Disability Services, a branch of the Division of Student Life, works to provide Carleton students with equitable access to academic, social, technological and physical elements of campus life. And while the office works closely with students who have documented disabilities, “disability” as a nominal term has come into question in recent years. At Carleton, the term might not best represent the office’s mission and range of services.
With that in mind, the office is looking to change its name.
“I think Disability Services is an adequate name, in that it’s something that most people approaching college who need accommodations are familiar with,” said Chris Dallager, Director of Disability Services. “So it’s traditional. It’s a name that the vast majority of colleges and universities had or still have.”
But in recent years, there’s been a movement at colleges across the country to reconsider the language within the name, explained Dallager.
“For some people, the word ‘disability’ is important,” said Dallager. “And if you take ‘disability’ as a word out of the name, there could be a concern that you’re not really saying what you are, what you work with.”
“But on the other hand, there are a lot of students at Carleton who need and qualify for the resources that our office can provide, but they don’t think of themselves as having a disability,” he continued. “And the word feels heavy, or too big. And so some students don’t even think about coming to the office, because that word just doesn’t fit them. So, if the name of the office is getting in the way of meeting the needs of the students on campus, that’s a concern.”
Dallager has had a name change in mind since he started at Carleton, in 2016. “But I’ve held back a little bit, because there’s this tension,” he said. “I don’t want to erase a sense of identity for people who find disability to be a central part of who they are. To take ‘disability’ out of the name has that potential impact, and I don’t want to do that. On the other hand, I also have found a more frequent problem at Carleton, of the people who avoid coming to the office because ‘disability’ doesn’t seem to fit their sense of what they’re dealing with.”
Before coming to Carleton, Dallager previously worked at the University of Minnesota, Morris. There, his office changed its name from Disability Services to Disability Resource Center in 2014.
Other recent name changes include Amherst College and Mount Holyoke College, both of which now have “Accessibility Services” offices. Middlebury has an “Disability Resource Center,” and Georgetown has a “Disability Support Office.” At Williams, the office is called the “Office of Accessible Education.”

----

=== Your objective ===
Write out the Disability Services article again, from "Dallager has had" down to "Center in 2014.", replacing "name change" with "renaming". The material that comes next is separate from the article above.

----

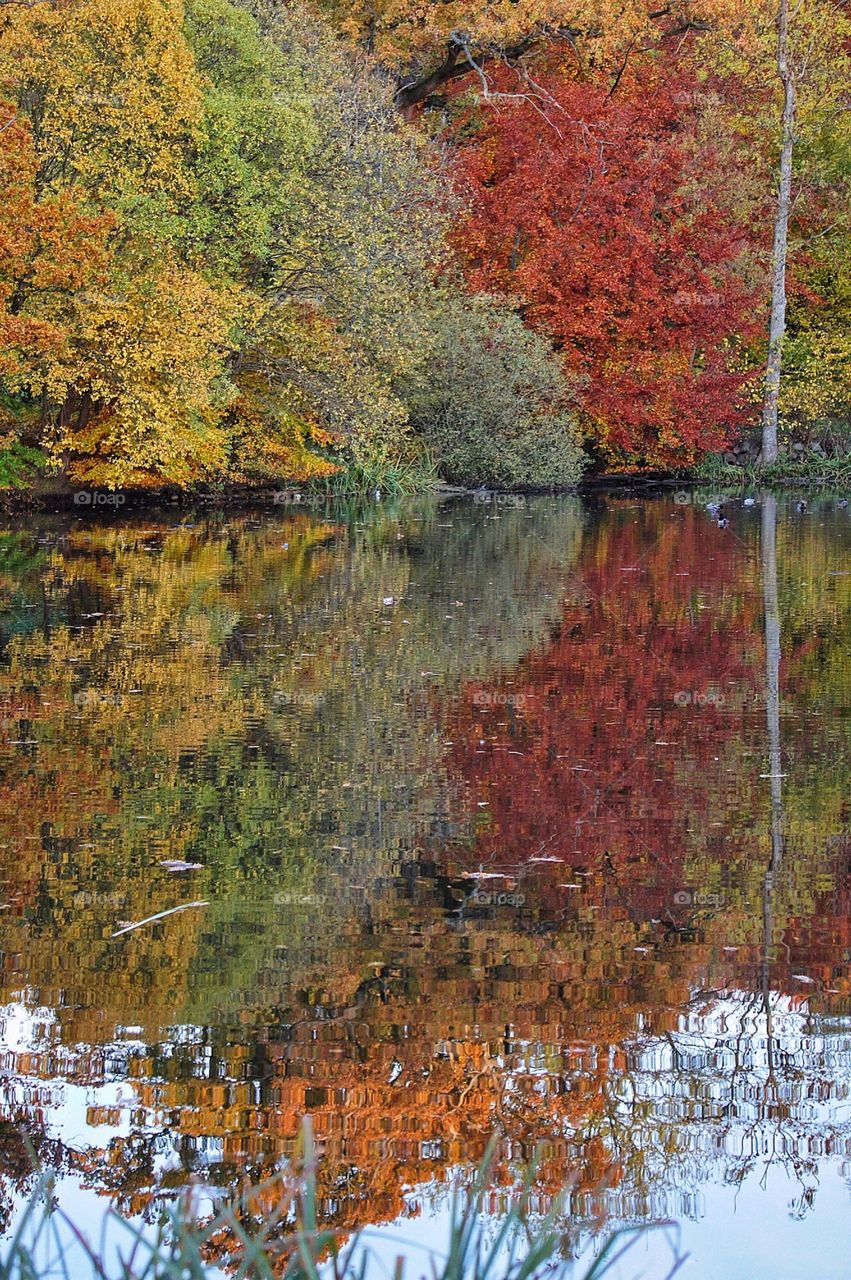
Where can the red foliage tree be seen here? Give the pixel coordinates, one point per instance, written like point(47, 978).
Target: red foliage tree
point(609, 216)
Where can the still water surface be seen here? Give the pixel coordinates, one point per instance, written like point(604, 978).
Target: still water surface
point(529, 819)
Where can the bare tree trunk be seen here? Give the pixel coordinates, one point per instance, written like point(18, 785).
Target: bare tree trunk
point(771, 608)
point(777, 325)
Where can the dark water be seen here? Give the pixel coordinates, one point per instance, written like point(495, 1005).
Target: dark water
point(529, 819)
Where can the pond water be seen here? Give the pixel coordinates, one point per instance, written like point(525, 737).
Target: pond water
point(435, 821)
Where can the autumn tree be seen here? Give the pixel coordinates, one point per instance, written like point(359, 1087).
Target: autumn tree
point(585, 206)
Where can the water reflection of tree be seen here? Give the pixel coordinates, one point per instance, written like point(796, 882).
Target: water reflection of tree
point(410, 1029)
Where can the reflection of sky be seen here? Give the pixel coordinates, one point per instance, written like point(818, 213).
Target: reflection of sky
point(756, 1196)
point(744, 1233)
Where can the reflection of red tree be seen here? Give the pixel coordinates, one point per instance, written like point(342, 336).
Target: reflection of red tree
point(605, 750)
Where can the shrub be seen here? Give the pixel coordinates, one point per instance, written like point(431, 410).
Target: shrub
point(492, 402)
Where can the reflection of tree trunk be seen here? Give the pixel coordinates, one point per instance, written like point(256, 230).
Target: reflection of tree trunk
point(774, 764)
point(777, 325)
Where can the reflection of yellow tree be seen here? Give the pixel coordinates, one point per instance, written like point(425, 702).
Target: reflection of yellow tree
point(292, 735)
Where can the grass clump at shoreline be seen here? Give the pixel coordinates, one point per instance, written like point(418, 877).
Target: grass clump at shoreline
point(274, 1232)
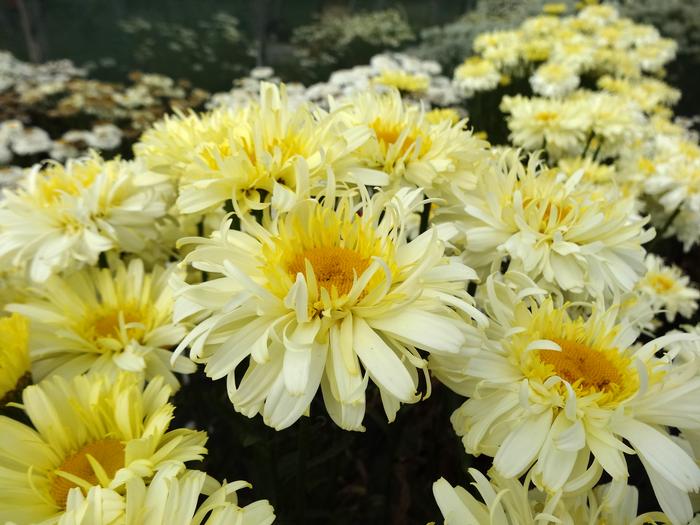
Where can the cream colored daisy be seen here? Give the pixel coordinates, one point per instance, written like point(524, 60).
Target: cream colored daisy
point(566, 397)
point(170, 498)
point(555, 228)
point(668, 289)
point(15, 367)
point(501, 48)
point(554, 79)
point(89, 432)
point(476, 74)
point(64, 217)
point(106, 321)
point(331, 297)
point(403, 81)
point(509, 502)
point(559, 126)
point(268, 153)
point(442, 158)
point(504, 502)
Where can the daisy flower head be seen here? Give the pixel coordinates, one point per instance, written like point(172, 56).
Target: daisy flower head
point(63, 217)
point(86, 432)
point(563, 391)
point(171, 145)
point(476, 74)
point(271, 153)
point(673, 186)
point(330, 296)
point(501, 48)
point(502, 502)
point(554, 79)
point(106, 321)
point(442, 158)
point(170, 498)
point(551, 228)
point(559, 126)
point(510, 502)
point(668, 289)
point(403, 81)
point(616, 122)
point(15, 367)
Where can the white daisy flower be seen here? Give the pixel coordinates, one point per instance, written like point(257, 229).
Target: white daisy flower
point(64, 217)
point(565, 398)
point(329, 297)
point(107, 321)
point(552, 227)
point(170, 498)
point(89, 432)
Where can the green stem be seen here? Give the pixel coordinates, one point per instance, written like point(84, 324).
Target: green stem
point(302, 458)
point(425, 217)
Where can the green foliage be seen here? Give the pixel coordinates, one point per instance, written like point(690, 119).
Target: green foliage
point(452, 43)
point(213, 45)
point(339, 39)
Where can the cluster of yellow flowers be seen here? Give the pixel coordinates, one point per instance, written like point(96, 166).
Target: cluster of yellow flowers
point(299, 252)
point(599, 103)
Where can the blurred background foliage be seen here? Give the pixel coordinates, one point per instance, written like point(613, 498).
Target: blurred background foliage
point(312, 472)
point(211, 42)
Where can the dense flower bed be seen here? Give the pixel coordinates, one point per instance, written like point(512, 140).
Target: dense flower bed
point(499, 245)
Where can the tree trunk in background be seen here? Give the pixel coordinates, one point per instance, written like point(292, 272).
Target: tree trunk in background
point(261, 19)
point(30, 20)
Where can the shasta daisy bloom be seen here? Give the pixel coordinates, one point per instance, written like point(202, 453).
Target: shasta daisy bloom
point(15, 367)
point(64, 217)
point(172, 144)
point(476, 74)
point(615, 121)
point(106, 321)
point(560, 229)
point(560, 126)
point(510, 502)
point(561, 394)
point(554, 79)
point(403, 81)
point(668, 289)
point(443, 158)
point(86, 432)
point(170, 498)
point(270, 152)
point(329, 297)
point(611, 504)
point(505, 502)
point(501, 48)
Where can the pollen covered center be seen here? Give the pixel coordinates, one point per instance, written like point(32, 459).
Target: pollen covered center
point(333, 267)
point(108, 453)
point(107, 324)
point(579, 364)
point(546, 116)
point(661, 283)
point(388, 133)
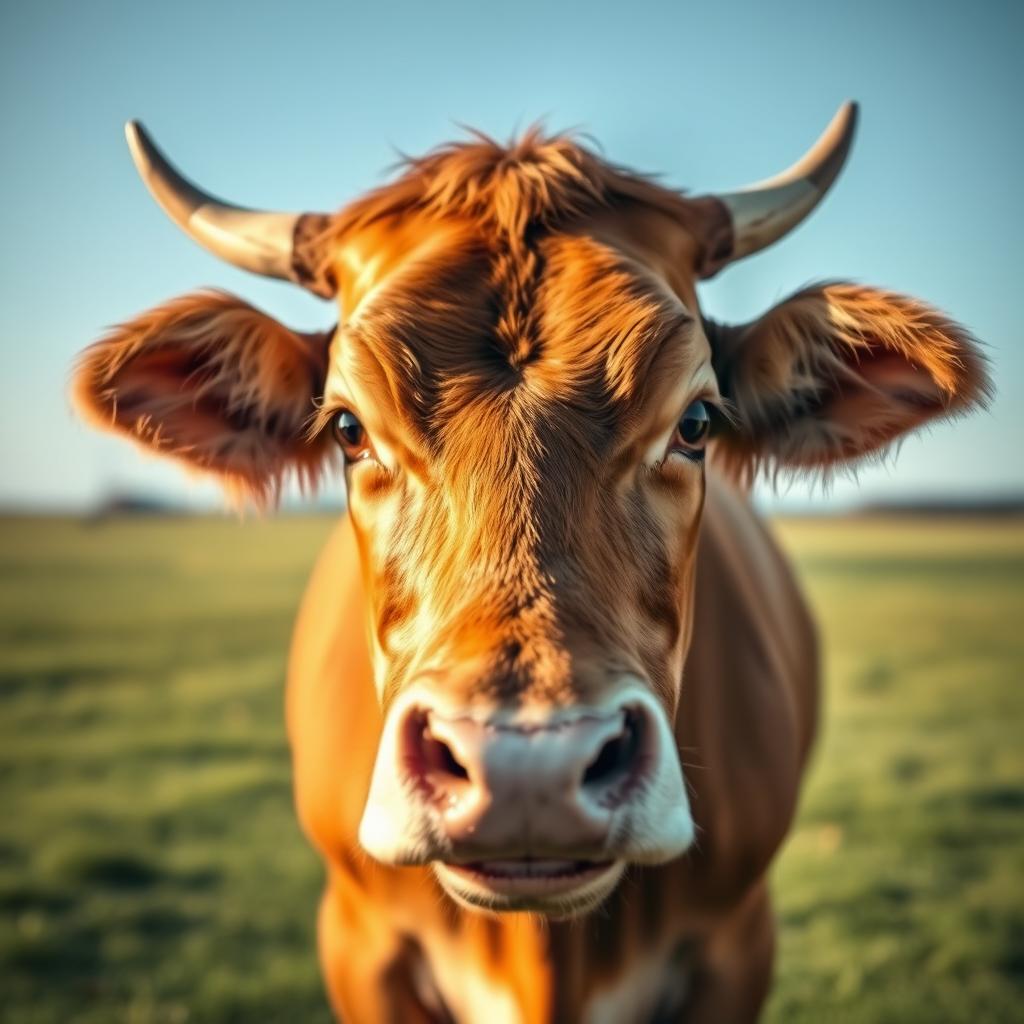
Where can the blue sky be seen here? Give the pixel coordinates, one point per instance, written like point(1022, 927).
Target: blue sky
point(303, 105)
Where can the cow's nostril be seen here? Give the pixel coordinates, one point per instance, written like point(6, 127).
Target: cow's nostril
point(615, 759)
point(438, 759)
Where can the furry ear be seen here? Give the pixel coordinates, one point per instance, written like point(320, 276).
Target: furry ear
point(836, 373)
point(210, 381)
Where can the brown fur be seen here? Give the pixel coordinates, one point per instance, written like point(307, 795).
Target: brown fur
point(519, 327)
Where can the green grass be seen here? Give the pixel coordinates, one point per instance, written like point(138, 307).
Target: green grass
point(151, 868)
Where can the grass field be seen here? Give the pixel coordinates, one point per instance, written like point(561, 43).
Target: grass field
point(151, 869)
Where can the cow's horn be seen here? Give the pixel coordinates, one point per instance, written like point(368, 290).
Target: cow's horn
point(254, 240)
point(762, 213)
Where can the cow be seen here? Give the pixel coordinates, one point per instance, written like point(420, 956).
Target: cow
point(553, 686)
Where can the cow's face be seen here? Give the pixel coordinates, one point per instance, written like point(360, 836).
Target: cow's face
point(524, 435)
point(523, 389)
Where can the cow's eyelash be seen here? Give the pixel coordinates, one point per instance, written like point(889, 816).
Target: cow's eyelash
point(322, 418)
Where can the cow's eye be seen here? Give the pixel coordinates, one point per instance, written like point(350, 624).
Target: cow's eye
point(691, 433)
point(351, 435)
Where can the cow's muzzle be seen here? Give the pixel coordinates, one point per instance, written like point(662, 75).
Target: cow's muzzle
point(525, 810)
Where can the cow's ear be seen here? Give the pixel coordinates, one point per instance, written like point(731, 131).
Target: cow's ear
point(837, 372)
point(210, 381)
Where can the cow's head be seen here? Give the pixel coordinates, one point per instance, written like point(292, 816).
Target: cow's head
point(526, 396)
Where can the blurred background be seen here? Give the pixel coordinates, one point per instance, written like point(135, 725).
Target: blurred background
point(150, 864)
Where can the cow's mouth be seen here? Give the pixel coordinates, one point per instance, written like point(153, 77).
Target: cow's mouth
point(530, 883)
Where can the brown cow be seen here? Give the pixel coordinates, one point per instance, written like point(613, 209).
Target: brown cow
point(546, 449)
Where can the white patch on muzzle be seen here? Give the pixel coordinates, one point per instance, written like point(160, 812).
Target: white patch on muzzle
point(402, 825)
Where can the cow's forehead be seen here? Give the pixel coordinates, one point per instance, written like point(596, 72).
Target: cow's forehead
point(445, 324)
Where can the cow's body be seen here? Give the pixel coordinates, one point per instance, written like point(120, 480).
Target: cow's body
point(697, 929)
point(553, 687)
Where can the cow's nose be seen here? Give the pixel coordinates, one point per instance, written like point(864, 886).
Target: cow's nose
point(516, 788)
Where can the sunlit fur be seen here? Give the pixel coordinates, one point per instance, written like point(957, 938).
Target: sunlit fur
point(517, 326)
point(210, 381)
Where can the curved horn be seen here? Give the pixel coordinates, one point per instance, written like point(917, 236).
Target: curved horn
point(762, 213)
point(253, 240)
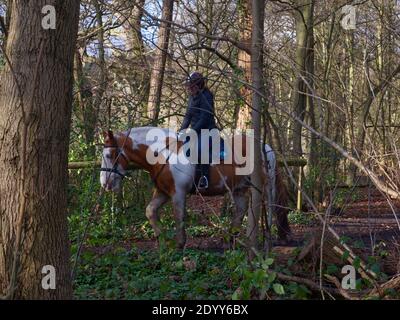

----

=== Task response ===
Dallager has had a renaming in mind since he started at Carleton, in 2016. “But I’ve held back a little bit, because there’s this tension,” he said. “I don’t want to erase a sense of identity for people who find disability to be a central part of who they are. To take ‘disability’ out of the name has that potential impact, and I don’t want to do that. On the other hand, I also have found a more frequent problem at Carleton, of the people who avoid coming to the office because ‘disability’ doesn’t seem to fit their sense of what they’re dealing with.”
Before coming to Carleton, Dallager previously worked at the University of Minnesota, Morris. There, his office changed its name from Disability Services to Disability Resource Center in 2014.